## PROBLEM TO SOLVE:
Write out again, exactly, the lines below starting at the one with "# Mark the region of the window;" and ending at the one with "# Mark the region of the carpeted".

======== DATA PROVIDED

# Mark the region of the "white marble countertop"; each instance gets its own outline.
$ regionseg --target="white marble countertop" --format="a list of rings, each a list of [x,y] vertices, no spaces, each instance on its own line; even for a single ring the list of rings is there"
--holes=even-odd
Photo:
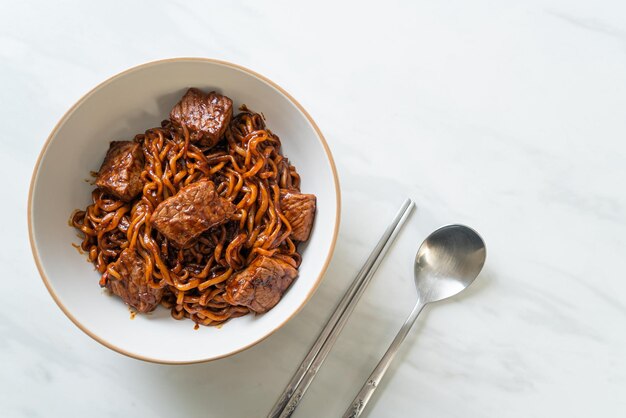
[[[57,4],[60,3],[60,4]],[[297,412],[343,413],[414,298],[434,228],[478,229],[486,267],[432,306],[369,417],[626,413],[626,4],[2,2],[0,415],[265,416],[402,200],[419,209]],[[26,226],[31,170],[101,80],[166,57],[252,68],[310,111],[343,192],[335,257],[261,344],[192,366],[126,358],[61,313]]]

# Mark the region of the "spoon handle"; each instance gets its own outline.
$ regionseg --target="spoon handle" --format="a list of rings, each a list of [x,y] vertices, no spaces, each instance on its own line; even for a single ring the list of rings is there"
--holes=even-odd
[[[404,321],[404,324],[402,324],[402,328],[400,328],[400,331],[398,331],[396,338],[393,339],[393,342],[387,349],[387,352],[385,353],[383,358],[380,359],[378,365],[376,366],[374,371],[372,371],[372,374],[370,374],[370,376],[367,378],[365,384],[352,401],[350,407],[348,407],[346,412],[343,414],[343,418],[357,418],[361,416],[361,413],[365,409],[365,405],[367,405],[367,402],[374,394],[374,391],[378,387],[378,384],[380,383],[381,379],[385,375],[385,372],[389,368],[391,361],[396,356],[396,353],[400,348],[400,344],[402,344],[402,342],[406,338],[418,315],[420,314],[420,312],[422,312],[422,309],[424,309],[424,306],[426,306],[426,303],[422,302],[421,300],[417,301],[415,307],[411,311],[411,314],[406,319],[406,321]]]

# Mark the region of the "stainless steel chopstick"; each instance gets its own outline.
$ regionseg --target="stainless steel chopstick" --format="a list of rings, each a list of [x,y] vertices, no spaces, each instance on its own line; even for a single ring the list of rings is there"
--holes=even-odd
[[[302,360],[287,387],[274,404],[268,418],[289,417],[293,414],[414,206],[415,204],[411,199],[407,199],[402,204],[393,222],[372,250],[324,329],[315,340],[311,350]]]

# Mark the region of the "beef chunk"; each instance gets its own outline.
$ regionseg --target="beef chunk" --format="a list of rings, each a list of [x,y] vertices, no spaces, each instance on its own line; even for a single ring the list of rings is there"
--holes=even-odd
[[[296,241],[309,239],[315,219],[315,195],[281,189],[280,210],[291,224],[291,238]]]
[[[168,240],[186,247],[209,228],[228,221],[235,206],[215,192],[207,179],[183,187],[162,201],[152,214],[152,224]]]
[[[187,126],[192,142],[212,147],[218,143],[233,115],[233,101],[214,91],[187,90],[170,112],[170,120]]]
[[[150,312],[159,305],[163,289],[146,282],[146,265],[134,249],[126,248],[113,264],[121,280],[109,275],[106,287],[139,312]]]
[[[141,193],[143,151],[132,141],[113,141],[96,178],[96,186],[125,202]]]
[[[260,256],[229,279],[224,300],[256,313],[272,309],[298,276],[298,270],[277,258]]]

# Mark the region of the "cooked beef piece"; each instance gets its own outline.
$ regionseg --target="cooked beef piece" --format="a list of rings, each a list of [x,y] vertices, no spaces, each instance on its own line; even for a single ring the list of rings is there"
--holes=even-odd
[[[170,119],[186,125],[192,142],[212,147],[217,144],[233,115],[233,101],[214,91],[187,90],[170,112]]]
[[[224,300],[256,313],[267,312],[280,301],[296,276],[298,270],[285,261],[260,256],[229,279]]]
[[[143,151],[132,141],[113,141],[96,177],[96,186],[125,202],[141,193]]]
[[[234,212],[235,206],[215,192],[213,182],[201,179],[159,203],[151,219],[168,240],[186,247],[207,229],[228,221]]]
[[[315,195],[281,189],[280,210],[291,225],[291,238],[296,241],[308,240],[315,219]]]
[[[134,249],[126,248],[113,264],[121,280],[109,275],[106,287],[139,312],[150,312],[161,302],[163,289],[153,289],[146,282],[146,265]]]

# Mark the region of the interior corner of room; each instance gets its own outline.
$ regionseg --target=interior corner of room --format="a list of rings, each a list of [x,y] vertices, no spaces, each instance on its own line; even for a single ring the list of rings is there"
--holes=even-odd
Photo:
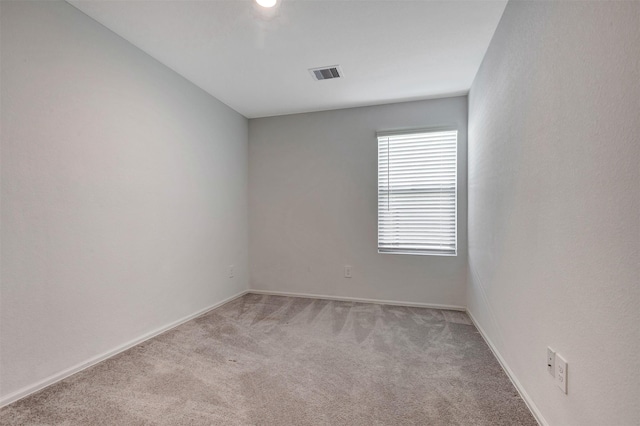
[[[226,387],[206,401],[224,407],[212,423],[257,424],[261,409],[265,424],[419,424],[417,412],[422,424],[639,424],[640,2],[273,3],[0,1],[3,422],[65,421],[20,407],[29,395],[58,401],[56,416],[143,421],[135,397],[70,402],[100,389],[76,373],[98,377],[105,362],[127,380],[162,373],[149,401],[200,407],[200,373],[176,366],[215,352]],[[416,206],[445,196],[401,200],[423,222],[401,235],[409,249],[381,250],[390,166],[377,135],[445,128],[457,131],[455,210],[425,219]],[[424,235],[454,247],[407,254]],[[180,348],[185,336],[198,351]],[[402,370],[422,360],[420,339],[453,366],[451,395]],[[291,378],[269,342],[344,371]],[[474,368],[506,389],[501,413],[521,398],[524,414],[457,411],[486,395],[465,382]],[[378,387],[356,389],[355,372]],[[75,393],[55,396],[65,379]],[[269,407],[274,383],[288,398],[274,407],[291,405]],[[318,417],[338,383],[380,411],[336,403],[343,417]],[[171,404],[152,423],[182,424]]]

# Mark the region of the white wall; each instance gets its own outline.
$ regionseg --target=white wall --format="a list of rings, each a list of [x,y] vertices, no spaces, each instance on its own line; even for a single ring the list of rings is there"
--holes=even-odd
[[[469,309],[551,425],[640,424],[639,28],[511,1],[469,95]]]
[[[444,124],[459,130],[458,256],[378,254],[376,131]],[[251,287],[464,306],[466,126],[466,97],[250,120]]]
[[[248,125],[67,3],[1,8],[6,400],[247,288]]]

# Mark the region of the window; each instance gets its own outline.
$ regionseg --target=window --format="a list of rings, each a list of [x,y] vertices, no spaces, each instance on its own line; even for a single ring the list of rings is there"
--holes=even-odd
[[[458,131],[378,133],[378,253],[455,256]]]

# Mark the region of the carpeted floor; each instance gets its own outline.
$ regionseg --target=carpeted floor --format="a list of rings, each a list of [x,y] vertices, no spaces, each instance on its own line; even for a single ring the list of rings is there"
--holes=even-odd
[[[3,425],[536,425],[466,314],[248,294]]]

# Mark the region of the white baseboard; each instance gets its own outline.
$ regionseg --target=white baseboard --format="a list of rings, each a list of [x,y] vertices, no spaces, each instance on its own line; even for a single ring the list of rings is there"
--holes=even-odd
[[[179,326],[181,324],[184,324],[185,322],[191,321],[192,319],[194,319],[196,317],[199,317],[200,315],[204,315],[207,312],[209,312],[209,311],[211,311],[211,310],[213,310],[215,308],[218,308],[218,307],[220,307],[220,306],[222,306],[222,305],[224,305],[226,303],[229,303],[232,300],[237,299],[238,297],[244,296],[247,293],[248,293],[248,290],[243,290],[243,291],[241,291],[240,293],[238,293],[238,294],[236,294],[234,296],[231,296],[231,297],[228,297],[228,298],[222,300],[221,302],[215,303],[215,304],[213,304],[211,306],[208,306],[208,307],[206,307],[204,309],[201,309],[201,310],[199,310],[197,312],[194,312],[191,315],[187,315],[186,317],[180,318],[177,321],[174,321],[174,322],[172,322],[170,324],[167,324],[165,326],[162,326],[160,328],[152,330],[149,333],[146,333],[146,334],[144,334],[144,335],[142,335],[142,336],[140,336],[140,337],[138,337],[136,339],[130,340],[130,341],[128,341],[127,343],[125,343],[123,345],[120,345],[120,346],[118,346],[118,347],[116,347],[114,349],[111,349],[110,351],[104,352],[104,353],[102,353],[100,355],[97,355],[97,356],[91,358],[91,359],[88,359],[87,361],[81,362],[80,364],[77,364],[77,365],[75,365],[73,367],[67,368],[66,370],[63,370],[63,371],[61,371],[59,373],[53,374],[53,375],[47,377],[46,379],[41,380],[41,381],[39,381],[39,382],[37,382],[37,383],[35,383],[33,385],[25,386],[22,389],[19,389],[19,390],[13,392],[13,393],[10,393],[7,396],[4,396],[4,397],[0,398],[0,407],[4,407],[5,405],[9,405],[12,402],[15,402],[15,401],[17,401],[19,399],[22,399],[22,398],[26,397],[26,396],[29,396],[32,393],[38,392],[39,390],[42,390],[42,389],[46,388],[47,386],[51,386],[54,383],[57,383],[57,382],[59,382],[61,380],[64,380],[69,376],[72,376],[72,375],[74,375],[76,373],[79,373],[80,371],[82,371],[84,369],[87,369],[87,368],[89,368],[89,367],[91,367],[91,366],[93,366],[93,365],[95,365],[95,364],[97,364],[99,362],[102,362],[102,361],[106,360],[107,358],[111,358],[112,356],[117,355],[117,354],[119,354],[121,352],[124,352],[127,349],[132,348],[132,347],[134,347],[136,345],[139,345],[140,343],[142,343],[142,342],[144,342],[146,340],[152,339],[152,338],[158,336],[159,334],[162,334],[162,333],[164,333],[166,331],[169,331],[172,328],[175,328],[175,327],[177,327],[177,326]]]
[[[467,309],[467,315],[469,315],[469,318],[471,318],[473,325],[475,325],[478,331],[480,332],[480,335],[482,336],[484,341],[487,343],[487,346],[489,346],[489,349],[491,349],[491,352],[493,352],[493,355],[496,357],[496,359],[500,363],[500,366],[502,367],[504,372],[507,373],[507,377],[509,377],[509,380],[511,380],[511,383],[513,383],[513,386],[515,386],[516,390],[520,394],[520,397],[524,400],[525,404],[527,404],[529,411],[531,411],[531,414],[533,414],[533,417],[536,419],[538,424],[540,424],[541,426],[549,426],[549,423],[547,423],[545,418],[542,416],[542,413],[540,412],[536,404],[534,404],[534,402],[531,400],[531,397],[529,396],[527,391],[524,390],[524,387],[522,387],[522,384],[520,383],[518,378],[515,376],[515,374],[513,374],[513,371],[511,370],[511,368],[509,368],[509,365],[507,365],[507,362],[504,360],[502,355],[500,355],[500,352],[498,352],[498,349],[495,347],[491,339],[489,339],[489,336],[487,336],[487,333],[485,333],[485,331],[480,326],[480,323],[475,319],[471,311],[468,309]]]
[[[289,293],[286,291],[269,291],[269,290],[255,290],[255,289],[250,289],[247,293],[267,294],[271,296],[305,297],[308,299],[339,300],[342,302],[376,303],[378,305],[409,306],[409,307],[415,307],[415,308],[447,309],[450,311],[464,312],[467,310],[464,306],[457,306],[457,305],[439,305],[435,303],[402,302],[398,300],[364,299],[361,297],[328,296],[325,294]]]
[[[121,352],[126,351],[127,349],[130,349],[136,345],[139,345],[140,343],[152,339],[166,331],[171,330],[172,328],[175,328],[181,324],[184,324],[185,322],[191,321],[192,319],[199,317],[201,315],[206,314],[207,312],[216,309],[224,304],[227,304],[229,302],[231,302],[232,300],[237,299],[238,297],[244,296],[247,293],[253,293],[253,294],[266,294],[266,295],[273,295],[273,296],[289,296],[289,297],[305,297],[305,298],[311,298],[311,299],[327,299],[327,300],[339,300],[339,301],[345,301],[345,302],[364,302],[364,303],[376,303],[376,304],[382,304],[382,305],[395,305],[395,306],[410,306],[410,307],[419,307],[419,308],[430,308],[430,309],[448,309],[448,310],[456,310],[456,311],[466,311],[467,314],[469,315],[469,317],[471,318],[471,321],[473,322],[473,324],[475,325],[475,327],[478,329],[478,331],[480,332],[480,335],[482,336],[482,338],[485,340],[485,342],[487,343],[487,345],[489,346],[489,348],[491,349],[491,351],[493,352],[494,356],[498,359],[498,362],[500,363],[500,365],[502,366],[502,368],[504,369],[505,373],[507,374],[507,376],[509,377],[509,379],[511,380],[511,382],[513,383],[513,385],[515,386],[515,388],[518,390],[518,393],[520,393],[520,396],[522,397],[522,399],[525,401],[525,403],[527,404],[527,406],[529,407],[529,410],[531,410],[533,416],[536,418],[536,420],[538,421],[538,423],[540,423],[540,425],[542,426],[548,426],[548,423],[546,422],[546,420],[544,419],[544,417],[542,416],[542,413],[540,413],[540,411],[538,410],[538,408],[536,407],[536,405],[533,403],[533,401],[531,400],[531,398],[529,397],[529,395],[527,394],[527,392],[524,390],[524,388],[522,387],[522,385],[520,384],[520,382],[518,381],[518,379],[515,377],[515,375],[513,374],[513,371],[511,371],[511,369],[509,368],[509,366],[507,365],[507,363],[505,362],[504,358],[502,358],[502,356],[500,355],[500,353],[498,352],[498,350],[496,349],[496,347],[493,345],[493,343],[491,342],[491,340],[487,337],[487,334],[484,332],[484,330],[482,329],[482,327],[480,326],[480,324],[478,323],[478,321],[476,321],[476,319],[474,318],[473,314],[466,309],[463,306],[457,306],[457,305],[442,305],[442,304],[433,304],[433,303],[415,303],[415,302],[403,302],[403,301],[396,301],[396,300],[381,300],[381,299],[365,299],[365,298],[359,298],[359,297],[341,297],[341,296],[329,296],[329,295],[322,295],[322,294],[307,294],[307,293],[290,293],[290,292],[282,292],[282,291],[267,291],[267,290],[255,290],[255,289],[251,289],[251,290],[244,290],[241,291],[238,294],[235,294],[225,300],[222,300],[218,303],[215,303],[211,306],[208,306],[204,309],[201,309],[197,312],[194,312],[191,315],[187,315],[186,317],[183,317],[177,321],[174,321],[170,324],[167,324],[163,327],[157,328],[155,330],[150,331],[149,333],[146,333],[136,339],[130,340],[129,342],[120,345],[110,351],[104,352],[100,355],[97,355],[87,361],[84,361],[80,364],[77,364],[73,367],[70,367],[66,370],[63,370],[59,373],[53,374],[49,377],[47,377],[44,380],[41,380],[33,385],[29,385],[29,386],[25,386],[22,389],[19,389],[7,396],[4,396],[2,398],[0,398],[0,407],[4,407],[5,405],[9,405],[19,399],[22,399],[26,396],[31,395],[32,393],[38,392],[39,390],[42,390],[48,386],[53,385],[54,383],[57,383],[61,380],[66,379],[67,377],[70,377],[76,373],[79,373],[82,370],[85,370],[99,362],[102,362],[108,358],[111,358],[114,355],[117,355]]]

================

## ANSWER BOX:
# Mark the region of the window; each instance gets its own outline.
$ regionseg --target=window --format="a list of rings, each a list of [x,y] vertices, no spaces, each instance on its own line; even for a single ring the list of rings is there"
--holes=even-odd
[[[458,131],[378,133],[378,253],[455,256]]]

# Mark the region of the carpeted floor; each instance gets its own outline.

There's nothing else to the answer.